Showing posts with label Jay Black. Show all posts
Showing posts with label Jay Black. Show all posts
Friday, November 30, 2012
Goodbye, Kurt Vonnegut
My friend Jay Black gave me a copy of We Are What We Pretend to Be: First and Last Words by the late Kurt Vonnegut. The book was released just last month, but Jay is such a Vonnegut fan that he read it immediately.
The volume contains an unpublished early (if not necessarily the first) short novella by Vonnegut, and the uncompleted book he was working on at the time of his death in 2007.
No one has much to say about the novella. It's workmanlike. There are some clunky turns of phrase. It stretches credulity at several places. The Vonnegut magic wasn't there yet. The consensus seems to be that it went unpublished because the work's antagonist is a foolish General, a veteran of the First World War, who thinks he can command his family and run his farm the same way he ordered his troops about. He even thinks he can bully his horses into submission! Since this was written in the late 1940s or early 1950s, magazines weren't in the market for anything that poked fun at the military. And it's an inconvenient length: too long for most magazines which published short stories.
The controversial work is the unfinished novel (which is listed in the book as a novella). It is called If God Were Alive Today, and its protagonist is a stand-up comic named Gil Berman.
And here is the problem: Vonnegut writes comedy material for Gil Berman. The material is supposed to be both thought-provoking and funny. It sometimes succeeds at the former, but rarely at the latter.
Which is to say: it's not funny. Not for stand-up comedy, which is designed to elicit an out-loud laugh from an audience approximately every fifteen seconds.
Oh, an extraordinarily charismatic performer might be able to deliver this material. And it might get a few laughs. But the character of Berman is already independently wealthy AND a genius. For him to be charismatic as well would beggar belief.

» Supplied entries:
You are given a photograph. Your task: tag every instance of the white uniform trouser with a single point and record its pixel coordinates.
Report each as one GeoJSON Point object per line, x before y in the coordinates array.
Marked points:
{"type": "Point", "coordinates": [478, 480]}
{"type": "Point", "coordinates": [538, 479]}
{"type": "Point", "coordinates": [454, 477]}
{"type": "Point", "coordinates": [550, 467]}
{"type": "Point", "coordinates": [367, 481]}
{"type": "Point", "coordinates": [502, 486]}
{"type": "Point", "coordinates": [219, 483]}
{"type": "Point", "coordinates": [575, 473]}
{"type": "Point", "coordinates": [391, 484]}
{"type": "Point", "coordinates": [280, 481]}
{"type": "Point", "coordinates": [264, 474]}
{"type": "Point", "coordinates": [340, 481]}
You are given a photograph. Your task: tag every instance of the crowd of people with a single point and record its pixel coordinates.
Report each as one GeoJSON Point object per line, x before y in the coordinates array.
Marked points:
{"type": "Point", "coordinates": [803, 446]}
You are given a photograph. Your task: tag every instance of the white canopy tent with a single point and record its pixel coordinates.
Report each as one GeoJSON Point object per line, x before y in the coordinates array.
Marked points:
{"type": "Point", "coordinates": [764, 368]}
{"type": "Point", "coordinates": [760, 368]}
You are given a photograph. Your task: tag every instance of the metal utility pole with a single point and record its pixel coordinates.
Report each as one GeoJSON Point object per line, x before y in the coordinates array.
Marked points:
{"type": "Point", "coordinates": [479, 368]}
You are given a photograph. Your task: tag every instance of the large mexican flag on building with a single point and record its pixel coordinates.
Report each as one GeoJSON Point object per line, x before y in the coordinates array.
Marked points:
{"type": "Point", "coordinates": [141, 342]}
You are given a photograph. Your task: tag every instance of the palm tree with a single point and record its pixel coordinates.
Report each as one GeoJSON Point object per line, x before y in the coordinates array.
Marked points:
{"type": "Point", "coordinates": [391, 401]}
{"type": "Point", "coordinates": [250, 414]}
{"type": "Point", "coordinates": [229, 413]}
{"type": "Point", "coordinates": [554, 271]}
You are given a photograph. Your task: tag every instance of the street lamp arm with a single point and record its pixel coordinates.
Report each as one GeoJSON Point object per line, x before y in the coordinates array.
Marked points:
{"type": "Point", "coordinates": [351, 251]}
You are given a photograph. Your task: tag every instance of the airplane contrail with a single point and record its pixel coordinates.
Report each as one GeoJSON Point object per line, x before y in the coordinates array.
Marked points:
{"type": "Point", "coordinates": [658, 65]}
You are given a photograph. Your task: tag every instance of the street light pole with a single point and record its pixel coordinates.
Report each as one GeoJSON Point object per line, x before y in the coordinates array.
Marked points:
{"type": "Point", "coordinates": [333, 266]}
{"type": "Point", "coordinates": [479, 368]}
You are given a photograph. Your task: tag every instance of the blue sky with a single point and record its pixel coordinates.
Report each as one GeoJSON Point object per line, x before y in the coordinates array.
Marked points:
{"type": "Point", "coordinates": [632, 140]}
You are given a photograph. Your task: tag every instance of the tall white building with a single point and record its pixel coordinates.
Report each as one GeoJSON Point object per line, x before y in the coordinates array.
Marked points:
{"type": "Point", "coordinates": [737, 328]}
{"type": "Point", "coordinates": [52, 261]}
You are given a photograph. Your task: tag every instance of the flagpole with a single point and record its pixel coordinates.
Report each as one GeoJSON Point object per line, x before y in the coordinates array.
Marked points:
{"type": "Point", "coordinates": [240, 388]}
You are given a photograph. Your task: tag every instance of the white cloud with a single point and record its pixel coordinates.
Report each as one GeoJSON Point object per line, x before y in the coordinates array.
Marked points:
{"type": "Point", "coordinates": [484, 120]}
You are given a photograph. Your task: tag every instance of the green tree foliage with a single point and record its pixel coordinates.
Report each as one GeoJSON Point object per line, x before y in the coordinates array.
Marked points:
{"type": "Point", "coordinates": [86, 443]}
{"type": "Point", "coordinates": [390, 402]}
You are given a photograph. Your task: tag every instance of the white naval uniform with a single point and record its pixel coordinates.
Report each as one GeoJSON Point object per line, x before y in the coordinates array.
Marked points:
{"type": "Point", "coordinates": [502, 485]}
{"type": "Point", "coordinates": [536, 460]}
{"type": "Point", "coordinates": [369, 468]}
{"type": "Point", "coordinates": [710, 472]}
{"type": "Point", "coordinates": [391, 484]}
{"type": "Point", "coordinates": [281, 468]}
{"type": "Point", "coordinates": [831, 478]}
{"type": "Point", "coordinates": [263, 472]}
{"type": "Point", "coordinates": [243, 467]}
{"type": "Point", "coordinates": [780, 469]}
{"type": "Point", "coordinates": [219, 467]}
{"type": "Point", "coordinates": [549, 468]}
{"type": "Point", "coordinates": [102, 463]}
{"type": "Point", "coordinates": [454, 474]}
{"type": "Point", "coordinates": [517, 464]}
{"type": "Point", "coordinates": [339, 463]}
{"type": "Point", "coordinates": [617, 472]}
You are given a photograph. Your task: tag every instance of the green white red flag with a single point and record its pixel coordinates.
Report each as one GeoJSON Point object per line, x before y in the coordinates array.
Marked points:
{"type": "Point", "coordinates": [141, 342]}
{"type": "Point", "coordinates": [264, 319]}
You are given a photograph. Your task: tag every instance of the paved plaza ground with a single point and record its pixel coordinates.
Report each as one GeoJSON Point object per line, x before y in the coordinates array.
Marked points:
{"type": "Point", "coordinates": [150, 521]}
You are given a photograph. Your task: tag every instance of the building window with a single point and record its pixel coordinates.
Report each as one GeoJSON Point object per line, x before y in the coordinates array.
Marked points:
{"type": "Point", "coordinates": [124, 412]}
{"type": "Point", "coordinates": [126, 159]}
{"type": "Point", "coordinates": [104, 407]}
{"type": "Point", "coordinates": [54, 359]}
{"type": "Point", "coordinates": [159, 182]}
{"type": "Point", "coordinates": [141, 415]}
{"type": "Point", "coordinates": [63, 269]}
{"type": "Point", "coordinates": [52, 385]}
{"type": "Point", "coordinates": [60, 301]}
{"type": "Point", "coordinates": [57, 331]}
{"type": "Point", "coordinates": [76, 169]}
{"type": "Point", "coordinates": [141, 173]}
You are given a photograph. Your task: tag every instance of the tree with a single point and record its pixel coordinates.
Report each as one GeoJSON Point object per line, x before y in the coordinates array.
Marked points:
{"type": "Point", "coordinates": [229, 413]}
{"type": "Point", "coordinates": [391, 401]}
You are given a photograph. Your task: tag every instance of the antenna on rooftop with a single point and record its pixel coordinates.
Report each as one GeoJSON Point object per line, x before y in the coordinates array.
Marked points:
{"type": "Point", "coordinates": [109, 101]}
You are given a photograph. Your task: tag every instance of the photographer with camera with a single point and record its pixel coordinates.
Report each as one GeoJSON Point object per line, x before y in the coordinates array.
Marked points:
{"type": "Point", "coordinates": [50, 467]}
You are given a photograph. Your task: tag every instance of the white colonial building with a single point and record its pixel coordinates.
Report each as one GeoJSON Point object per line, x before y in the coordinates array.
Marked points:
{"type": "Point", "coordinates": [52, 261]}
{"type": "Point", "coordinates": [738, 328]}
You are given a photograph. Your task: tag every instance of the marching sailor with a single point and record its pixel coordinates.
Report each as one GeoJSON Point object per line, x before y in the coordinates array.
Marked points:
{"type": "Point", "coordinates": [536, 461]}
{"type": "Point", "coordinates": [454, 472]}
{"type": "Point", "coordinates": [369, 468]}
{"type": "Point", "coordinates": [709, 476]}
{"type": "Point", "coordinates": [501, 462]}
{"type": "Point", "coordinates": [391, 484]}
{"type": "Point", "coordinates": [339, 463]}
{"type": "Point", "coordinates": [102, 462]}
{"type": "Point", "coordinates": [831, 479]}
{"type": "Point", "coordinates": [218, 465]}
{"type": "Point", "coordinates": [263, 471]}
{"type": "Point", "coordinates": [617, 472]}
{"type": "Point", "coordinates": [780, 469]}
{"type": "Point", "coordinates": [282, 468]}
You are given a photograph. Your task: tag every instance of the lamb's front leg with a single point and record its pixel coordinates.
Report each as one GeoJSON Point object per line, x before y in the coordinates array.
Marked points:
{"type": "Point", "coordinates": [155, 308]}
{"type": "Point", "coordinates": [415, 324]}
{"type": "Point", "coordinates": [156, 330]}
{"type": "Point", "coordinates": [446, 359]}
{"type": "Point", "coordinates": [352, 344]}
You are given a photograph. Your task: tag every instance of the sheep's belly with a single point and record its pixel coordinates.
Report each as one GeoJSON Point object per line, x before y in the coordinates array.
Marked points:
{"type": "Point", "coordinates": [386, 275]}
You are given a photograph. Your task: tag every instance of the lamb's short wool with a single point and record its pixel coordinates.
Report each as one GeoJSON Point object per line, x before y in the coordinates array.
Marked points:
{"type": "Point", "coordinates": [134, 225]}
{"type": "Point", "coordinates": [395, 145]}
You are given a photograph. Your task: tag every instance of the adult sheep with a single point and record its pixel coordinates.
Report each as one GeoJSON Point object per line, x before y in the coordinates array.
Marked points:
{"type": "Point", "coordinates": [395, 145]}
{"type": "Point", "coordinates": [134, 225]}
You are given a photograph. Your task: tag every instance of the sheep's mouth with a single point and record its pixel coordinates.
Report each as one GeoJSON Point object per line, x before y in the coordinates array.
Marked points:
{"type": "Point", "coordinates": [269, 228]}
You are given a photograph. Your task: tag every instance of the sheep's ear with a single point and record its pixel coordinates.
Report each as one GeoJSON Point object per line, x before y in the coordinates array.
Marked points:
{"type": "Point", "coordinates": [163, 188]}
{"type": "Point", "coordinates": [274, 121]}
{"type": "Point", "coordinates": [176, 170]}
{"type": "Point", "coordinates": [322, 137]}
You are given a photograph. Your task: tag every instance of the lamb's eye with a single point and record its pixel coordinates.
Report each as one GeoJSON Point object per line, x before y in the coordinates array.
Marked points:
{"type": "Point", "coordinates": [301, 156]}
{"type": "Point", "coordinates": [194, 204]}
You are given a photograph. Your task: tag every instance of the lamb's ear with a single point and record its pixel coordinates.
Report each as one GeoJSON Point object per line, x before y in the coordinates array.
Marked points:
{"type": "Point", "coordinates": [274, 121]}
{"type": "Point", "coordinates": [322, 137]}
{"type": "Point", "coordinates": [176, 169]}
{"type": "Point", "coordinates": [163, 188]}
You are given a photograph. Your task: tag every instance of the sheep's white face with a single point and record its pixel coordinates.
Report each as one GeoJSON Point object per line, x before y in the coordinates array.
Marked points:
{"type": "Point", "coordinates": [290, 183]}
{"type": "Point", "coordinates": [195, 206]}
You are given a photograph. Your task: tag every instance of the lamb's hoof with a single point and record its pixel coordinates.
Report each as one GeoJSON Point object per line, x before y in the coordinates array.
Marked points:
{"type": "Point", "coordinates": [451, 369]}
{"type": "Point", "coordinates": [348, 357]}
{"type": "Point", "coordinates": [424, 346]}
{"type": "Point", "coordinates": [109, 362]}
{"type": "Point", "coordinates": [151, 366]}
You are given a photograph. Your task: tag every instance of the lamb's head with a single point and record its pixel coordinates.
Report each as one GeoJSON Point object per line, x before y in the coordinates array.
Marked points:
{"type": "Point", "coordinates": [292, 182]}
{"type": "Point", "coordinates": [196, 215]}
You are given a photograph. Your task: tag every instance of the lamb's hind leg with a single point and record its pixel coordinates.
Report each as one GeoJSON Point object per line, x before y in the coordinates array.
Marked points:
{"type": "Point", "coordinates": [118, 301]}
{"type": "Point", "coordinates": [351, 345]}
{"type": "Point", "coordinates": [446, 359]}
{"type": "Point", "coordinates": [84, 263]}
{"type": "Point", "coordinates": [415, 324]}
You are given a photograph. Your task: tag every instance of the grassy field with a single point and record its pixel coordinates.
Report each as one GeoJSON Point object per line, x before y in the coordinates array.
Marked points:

» Task A:
In the post about the Vonnegut book, list the traits it gives the early novella in the sentences that directly follow "No one has much to say about the novella."
» Task B:
According to the post about the Vonnegut book, what is the title of the unfinished novel?

» Full output A:
- It's workmanlike.
- There are some clunky turns of phrase.
- It stretches credulity at several places.
- The Vonnegut magic wasn't there yet.

» Full output B:
If God Were Alive Today